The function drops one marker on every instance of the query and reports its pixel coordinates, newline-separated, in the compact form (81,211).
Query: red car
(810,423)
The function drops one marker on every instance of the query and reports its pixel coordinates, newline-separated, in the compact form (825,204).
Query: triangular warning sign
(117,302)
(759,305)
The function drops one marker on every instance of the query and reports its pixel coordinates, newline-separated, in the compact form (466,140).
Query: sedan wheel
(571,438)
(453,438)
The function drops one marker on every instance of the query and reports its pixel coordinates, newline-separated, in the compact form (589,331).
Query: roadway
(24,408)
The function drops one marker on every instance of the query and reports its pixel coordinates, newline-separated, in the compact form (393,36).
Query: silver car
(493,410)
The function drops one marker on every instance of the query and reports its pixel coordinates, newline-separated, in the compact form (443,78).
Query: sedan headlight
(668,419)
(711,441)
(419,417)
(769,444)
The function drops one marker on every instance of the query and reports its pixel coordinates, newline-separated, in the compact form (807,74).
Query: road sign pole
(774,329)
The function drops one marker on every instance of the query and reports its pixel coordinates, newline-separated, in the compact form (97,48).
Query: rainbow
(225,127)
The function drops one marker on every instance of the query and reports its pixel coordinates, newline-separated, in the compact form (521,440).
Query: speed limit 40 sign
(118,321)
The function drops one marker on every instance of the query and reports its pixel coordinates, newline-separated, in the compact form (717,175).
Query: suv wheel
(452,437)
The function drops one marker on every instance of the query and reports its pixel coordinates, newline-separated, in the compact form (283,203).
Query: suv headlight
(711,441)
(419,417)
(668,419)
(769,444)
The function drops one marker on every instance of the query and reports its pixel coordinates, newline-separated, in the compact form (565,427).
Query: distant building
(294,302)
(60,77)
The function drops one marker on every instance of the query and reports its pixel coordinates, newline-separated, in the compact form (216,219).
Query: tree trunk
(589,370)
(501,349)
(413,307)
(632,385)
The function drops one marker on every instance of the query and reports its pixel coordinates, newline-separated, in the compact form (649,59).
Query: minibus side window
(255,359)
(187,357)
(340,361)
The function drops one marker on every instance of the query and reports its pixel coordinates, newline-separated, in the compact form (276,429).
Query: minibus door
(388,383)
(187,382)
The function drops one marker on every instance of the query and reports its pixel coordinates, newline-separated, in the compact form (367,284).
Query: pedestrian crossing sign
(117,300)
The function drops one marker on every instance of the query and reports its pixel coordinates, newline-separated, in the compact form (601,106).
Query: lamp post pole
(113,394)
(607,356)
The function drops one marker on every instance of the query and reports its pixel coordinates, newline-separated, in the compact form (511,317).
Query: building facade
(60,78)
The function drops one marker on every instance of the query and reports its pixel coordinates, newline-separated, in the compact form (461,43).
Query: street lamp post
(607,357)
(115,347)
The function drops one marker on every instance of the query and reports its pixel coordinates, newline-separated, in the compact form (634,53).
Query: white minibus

# WORK TO BE COMPLETED:
In full and without deviation, reproduce the entries above.

# ANSWER SPACE:
The function drops one marker on every instance of the query and reports its pixel coordinates, newline-separated, in the compact form (81,211).
Query: red car
(810,423)
The function drops one marker on every instance of the query and reports its pixel coordinates, newline-separated, in the compact form (825,204).
Query: triangular warning sign
(117,302)
(759,305)
The function drops one marker on every instance of the query and reports its pixel coordinates, newline-separated, in the compact form (466,140).
Query: sedan wheel
(571,438)
(453,438)
The function drops one marker on every instance of the query and reports its pixel coordinates, newline-separated, in the compact form (589,331).
Query: roadway
(24,408)
The function drops one marker on every instance of the query and reports its pixel coordinates, newline-separated, in the compact form (393,36).
Query: silver car
(493,410)
The function drops one marker on every instance of the query and reports its pixel coordinates, newline-separated, in the compact form (443,78).
Query: sedan headlight
(668,419)
(711,441)
(419,417)
(769,444)
The function drops one marker on every instance of the query and reports its pixel coordinates, newline-separated, in the compact form (807,74).
Query: road sign pole
(774,329)
The function drops one marker on every instance of the query and reports its pixel coordinates, newline-separated, in the compact form (97,48).
Query: rainbow
(225,127)
The function drops one marker on every instance of the query and reports its pixel coordinates, newline-separated, in the compact form (521,440).
Query: speed limit 40 sign
(118,321)
The function drops one marker on every instance of the query and reports its pixel coordinates, newline-separated, in the compact form (717,175).
Query: suv wheel
(452,437)
The function drops one marker on every instance of the query and reports its pixel coordinates, newline-separated, in the compact form (283,203).
Query: suv headlight
(711,441)
(419,417)
(668,419)
(769,444)
The function drops one marker on every instance of the query and reports its pixel coordinates, newline-separated, in the compact form (565,427).
Query: distant building
(294,302)
(60,77)
The function drops one marker on every instance of the query and reports its pixel coordinates, newline-separated, in the compact form (216,219).
Query: tree trunk
(589,370)
(501,349)
(413,307)
(632,385)
The function drops one marker on every instance of the query and reports its pixel coordinates, newline-separated, in the compact form (649,59).
Query: minibus side window
(255,359)
(187,357)
(340,361)
The function drops one marker on every instance of the query and reports its pixel coordinates, newline-separated, in the compact form (276,429).
Query: minibus door
(388,383)
(187,382)
The function drops one marker on every instance of the query and reports its pixel coordinates, newline-separated, in the compact form (367,284).
Query: pedestrian crossing sign
(117,300)
The function drops one marker on every instance of the query and reports its pixel coordinates, newline-separated, in the compact form (601,106).
Query: lamp post pole
(113,394)
(607,356)
The function drops one marker on every instance of the query and reports its pixel coordinates, newline-separated, in the compact form (511,317).
Query: building facade
(60,78)
The function drops one marker on every instance of the query and reports its pixel coordinates, newline-separated, in the compact form (461,43).
Query: street lamp post
(607,357)
(115,347)
The function drops one marker on every instance of the query and reports its pixel coordinates, newline-separated, in the compact form (634,53).
Query: white minibus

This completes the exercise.